* [Extract to read]:
******************************
Concise Encyclopedia of Tufts History
Tufts New England Medical Center, 1930
|The New England Medical Center (NEMC) is the principal teaching hospital for the Medical School and Dental School. The Medical Center's chiefs of service are joint appointees with the medical school and most serve as chairs of their respective departments at the medical school. Students take 25% of their required third year clerkships and 50% of their fourth year electives at NEMC.
New England Medical Center was established in 1930 through the alliance of the Boston Dispensary, the Boston Floating Hospital for Children, and the Trustees of Tufts College. The NEMC was established as a non-profit corporation to coordinate the administrative activities of its constituent organizations. In 1946 the Pratt Diagnostic Clinic, an extension of the Boston Dispensary established in 1938, joined NEMC.In 1950, when the Medical School and Dental School relocated to Harrison Avenue, the NEMC became known as the New England Medical Center Hospital.
******************************
* [Entries supplied]:
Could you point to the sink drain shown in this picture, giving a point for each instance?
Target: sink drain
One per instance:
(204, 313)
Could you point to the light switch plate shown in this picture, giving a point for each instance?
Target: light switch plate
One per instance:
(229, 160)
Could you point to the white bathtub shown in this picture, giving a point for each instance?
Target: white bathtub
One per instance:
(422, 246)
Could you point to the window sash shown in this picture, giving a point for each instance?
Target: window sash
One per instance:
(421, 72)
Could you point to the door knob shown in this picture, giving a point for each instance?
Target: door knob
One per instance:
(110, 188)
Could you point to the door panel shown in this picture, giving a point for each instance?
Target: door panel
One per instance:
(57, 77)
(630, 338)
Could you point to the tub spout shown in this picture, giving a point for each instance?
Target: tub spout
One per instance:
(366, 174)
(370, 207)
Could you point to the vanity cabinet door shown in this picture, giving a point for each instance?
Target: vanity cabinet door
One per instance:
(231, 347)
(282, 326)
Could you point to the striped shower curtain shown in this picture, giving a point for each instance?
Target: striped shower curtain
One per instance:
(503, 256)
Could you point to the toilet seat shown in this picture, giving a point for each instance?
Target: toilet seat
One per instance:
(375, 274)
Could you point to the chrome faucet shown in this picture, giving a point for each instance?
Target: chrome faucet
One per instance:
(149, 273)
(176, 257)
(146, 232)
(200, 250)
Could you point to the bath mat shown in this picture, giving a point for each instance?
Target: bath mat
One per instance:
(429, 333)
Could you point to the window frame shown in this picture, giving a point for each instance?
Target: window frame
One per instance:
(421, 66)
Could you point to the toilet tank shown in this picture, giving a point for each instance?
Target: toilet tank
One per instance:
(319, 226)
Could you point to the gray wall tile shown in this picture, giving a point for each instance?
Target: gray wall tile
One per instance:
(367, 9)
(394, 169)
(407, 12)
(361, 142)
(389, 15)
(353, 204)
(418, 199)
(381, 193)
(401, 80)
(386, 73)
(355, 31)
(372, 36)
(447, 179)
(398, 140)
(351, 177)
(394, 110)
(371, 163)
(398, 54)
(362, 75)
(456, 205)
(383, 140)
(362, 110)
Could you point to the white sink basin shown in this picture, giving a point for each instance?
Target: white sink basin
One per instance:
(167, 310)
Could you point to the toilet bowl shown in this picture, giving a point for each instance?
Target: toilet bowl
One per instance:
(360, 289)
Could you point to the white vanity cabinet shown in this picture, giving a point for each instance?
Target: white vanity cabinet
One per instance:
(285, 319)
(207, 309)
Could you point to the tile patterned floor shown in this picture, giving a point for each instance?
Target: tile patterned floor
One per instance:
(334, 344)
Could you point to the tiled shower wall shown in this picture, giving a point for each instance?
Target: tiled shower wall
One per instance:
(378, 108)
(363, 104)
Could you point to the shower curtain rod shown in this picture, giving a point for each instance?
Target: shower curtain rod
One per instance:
******************************
* [Required action 1]: In the encyclopedia entry on the New England Medical Center, which three parties formed the 1930 alliance that established it?
* [Required action 2]: Continue the encyclopedia entry on the New England Medical Center from its final sentence onward.

* [Final answer 1]: The Boston Dispensary, the Boston Floating Hospital for Children, and the Trustees of Tufts College.

* [Final answer 2]:
The entity was renamed Tufts-New England Medical Center in 1968, and in 1970 the NEMC board met at the Coonamessett Inn in Falmouth, Massachusetts to outline ways the NEMC and Tufts could further coordinate operations. The resulting directives, known as the Coonamessett Statement, indicated that support services and other business functions should be made the responsibility of T-NEMC in each case where it made sense to do so. That same year Tufts President Hallowell and NEMC President Quarles signed an affiliation agreement that codified the T-NEMC as an alliance through which its constituent units would move toward a completely integrated operation. By 1976, T-NEMC controlled health care studies, medical engineering, community health and ambulatory care, employee-student health services, lab animal medicine, some research, off-site medical services, a common utility supply center, architectural services, communications, educational media, parking facilities, property ownership, and public relations. However, by the late 1970s both institutions had experienced a change in leadership, resulting in a change of priorities for each. Interest in integration waned and the cooperation forged in the early 1970s was dismantled.
After a period of tension and competition in the 1980s, Tufts and NEMC drafted a new affiliation agreement in 1991, which remains in effect as of 1999.